PROVIDED TEXT →
-- Opening Marker --

As COVID-19 continues to wreak havoc on businesses across the nation, many businesses are considering telework as an option for keeping employees safe and healthy. But, for many business leaders, this is uncharted territory and navigating the complexities of protecting your company and employees in these emotional times can be daunting.

If you’re considering a telework program, either on a targeted or full-scale basis, you need to consider all of your stakeholders’ needs: employees, facilities and customers. Specific issues to be considered when deciding if telework is feasible for your organization include: the impact it may have on clients, other employees, cost-effectiveness, efficiency, safety, quality, necessary equipment and infrastructure, and your ability to ensure legal compliance.

Benefits of Telework

Not only can telework benefit employees, it can also benefit the organization. Here are some highlights:

  • It allows the organization to proactively minimize the risks associated with COVID-19 transmission
  • It put the employee in the driver’s seat with regard to decisions that directly affect them such as: their personal circumstances, anxiety, depression, distractions, etc. The more control over decision making an employee has, they higher their engagement and as a result the higher their productivity
  • It provides your organization the to beta test a telework program and its impact on both your employees and organization – what works and what doesn’t.

-- Closing Marker --

ASSIGNED TASK →
Can you continue the article on telework during COVID-19 from where it stops? Nothing in the material is needed here.

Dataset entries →
-- Opening Marker --

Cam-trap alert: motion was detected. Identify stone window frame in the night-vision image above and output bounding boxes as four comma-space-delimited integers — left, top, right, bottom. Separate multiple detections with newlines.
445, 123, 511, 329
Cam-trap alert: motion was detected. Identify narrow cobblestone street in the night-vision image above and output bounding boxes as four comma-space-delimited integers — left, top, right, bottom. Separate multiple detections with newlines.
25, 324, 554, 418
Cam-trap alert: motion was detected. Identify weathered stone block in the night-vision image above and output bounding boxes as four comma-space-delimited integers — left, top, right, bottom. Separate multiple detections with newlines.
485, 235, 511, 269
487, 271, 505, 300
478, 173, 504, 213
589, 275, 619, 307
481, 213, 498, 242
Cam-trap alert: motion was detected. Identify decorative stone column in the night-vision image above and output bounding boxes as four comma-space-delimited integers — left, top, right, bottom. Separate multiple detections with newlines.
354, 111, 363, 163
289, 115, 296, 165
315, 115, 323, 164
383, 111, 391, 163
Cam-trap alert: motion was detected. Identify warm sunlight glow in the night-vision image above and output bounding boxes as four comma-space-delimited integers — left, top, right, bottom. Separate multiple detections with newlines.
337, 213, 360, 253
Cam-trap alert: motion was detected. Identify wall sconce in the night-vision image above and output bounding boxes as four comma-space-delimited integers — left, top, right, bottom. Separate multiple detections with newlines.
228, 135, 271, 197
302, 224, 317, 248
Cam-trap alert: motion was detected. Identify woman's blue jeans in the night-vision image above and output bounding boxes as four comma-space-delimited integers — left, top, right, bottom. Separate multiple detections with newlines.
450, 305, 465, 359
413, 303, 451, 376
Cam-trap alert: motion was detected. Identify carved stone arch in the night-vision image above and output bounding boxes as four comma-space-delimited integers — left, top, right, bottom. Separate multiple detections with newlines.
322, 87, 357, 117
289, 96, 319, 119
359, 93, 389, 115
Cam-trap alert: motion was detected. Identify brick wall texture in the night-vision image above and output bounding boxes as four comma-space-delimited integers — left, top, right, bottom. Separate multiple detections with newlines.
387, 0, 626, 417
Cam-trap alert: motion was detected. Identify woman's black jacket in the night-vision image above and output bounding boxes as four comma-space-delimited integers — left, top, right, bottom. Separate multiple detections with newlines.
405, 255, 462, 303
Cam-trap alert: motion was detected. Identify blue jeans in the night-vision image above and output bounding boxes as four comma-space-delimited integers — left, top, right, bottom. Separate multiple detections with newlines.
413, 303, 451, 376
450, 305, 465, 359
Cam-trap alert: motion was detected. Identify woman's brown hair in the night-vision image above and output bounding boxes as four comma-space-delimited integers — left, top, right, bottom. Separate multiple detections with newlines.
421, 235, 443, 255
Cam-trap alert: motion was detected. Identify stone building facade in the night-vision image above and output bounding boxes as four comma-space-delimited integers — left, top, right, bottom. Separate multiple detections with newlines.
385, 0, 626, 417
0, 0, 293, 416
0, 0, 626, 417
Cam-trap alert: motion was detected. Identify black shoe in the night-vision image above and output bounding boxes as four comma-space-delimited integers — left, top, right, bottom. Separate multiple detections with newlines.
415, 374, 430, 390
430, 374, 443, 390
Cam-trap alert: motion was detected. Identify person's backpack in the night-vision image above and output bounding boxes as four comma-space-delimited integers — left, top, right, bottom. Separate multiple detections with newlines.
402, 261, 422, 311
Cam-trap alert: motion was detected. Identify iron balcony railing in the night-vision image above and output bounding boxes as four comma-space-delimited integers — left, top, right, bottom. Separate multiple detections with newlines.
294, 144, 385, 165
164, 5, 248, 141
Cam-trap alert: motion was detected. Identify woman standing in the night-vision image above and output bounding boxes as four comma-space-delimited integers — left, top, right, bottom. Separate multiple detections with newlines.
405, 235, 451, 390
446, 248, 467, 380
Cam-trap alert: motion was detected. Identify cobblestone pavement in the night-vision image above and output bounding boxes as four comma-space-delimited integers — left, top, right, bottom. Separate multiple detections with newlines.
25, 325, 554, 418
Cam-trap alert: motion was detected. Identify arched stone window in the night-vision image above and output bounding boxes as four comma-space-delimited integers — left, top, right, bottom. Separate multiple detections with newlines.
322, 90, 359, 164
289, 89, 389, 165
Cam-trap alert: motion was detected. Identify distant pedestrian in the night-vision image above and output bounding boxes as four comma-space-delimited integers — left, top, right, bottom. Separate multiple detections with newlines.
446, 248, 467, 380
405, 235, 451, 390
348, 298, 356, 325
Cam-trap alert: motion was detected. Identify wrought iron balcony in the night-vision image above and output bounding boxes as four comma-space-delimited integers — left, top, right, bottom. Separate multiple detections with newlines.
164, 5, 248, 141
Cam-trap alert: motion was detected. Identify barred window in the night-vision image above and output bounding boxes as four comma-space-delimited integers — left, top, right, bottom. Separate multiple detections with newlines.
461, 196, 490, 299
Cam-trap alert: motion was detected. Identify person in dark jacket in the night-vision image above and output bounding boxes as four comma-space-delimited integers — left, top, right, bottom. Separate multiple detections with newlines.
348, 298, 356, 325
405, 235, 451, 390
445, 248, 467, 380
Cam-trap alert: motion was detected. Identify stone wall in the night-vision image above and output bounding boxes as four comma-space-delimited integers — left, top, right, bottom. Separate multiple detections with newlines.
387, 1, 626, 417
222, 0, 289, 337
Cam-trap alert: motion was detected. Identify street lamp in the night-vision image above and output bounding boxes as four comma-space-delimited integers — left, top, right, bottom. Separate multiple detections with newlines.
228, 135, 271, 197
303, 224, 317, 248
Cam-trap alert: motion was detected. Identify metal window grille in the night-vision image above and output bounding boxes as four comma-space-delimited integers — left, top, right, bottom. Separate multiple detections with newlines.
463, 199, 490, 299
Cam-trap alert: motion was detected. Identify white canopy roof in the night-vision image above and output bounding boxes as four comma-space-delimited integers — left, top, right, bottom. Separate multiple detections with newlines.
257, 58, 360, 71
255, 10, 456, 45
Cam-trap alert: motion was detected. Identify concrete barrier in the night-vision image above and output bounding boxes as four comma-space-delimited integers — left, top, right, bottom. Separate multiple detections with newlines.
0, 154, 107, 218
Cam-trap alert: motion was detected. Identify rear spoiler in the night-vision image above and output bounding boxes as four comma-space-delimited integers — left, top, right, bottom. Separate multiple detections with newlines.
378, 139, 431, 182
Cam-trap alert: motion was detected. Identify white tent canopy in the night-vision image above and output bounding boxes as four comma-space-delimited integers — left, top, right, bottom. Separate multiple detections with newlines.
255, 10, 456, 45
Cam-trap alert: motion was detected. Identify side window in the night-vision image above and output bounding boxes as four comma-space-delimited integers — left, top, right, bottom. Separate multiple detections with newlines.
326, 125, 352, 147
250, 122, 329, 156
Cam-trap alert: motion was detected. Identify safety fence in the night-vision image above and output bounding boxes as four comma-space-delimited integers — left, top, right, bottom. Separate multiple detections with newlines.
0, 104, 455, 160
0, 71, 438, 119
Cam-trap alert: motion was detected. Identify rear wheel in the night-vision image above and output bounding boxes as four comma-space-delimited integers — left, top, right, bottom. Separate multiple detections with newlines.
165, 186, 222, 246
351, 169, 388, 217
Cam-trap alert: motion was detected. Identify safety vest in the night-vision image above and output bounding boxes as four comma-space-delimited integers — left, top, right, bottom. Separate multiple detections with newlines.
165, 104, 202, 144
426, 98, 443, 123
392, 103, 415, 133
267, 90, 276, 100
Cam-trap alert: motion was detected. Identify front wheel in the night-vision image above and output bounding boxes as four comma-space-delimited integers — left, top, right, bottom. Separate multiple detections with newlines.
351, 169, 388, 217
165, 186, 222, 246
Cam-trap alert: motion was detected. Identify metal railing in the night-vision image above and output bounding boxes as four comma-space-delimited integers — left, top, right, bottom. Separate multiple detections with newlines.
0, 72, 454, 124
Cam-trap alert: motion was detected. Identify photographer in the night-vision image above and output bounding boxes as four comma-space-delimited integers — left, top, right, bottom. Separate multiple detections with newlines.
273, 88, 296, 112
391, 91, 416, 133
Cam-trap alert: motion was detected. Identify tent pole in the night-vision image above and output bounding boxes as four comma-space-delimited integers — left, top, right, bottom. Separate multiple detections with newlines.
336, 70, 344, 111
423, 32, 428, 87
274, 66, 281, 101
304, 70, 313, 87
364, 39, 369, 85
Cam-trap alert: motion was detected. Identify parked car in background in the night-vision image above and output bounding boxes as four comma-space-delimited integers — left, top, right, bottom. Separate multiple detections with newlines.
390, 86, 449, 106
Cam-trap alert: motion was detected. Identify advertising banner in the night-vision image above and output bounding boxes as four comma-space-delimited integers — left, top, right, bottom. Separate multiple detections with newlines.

-- Closing Marker --

EXPECTED ANSWER →
Considerations for Telework

The primary question to consider when considering if telework is a viable option for a particular position depends largely on the work performed and the performance of the employee(s) performing that work. For many leaders their initial reaction to the question of telework is, “absolutely not – it will never work:” After getting past that initial reaction, the real work of thinking through the viability of telework begins.

Are your positions suitable for telework? Consider the following questions:

  • Are the work activities portable? (such as job tasks that are easily quantifiable or primarily project based).
  • Can the work activities be performed effectively outside the office (at least on a temporary basis)? Telework may not be an option if:
    • the position requires routine, in-person contact with others (employees, clients or the public) or;
    • the employee needs regular access to documents (or other items or materials) that cannot be removed from the workplace
  • Are there any contractual arrangements or client concerns or objections that need to be reviewed related to teleworking?
  • Is contact with other employees or clients predictable
  • Is the technology and/or equipment needed to perform the job available remotely?
  • Does the employee have a safe remote workspace?
  • Does the employee have a history of solid work performance?
  • Does the employee take initiative to get results?

Telework may become the “new” normal and as a result could enhance your ability to attract and retain top talent. If you’ve never considered telework, this may be your chance to protect your employees and explore alternatives to the traditional workplace.